Stored data
● ● ● ● ● ● ●
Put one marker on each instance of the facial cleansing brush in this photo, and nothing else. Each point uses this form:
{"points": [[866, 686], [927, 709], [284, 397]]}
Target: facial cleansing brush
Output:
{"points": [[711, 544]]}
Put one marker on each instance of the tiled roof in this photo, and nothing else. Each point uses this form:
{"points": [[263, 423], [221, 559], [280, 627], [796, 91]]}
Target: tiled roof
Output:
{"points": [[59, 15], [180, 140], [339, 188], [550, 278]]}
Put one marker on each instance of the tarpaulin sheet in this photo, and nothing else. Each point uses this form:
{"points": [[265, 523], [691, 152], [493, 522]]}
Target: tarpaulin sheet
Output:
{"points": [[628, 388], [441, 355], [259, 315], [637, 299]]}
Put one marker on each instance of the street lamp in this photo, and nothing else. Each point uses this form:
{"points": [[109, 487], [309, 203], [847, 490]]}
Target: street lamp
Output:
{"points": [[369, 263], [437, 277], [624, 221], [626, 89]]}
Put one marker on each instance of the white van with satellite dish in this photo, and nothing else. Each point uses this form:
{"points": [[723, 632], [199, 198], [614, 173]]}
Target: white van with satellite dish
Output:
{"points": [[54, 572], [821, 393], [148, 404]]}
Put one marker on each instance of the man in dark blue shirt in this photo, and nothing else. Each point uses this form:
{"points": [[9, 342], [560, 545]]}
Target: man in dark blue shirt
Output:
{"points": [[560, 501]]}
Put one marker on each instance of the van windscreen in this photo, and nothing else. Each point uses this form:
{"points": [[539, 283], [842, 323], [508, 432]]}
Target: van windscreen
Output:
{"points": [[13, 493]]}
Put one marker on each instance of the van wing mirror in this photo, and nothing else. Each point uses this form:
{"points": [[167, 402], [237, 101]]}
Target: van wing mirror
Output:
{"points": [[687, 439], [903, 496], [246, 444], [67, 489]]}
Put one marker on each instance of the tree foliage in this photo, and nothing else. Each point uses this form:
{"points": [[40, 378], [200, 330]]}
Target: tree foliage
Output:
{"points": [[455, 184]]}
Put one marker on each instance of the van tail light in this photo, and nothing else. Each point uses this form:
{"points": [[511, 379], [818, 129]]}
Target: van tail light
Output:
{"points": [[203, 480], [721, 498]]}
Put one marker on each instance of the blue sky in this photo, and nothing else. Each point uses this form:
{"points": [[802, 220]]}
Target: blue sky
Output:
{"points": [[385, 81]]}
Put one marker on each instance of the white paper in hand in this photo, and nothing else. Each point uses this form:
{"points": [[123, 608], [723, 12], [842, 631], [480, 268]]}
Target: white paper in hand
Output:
● ● ● ● ● ● ●
**Objective:** Repeat the line that contains "Put one marker on each instance of the white van", then every line after it until the records end, with nothing added.

**Exercise result:**
Put one marker on each instance of the white van with satellite dish in this photo, and nothing else. Each point uses this form:
{"points": [[723, 632], [199, 198], [614, 173]]}
Target: white van with satellite dish
Output:
{"points": [[54, 572], [821, 393], [148, 404]]}
Put one marker on each instance of the man in dark blue shirt in this photo, and nothing else. Each point uses this form:
{"points": [[9, 342], [560, 545]]}
Target: man in dark blue shirt
Output:
{"points": [[560, 501]]}
Put one marker on each instance of the van windscreen in this photo, and nothing else. Each point uses this form:
{"points": [[539, 283], [842, 323], [508, 432]]}
Target: van windscreen
Output:
{"points": [[13, 493]]}
Put one marker on each instance of the van wing mirror in this photo, and nothing else. Each point uses this form:
{"points": [[167, 402], [237, 101]]}
Target: van wing mirror
Output:
{"points": [[687, 439], [903, 496], [246, 444], [67, 489]]}
Put one marker on each instance of the tree foliage in this photo, and nothing else. Each point uses this form:
{"points": [[40, 378], [200, 330]]}
Target: tree foliage
Output:
{"points": [[455, 184]]}
Put one marker on each instance of the van tail light in this photo, and nothing else. Each point uses this form:
{"points": [[511, 379], [818, 129]]}
Target: van tail light
Output:
{"points": [[203, 480], [721, 498]]}
Put one marker on each instance of the blue sky in this photo, and nothing else. Each point uses this form:
{"points": [[802, 220]]}
Target: blue sky
Output:
{"points": [[385, 81]]}
Put one marker on each instance of the white paper in hand in this photo, and nothing else. Each point uses this form:
{"points": [[123, 608], [723, 12], [842, 631], [480, 268]]}
Target: white paper in hand
Output:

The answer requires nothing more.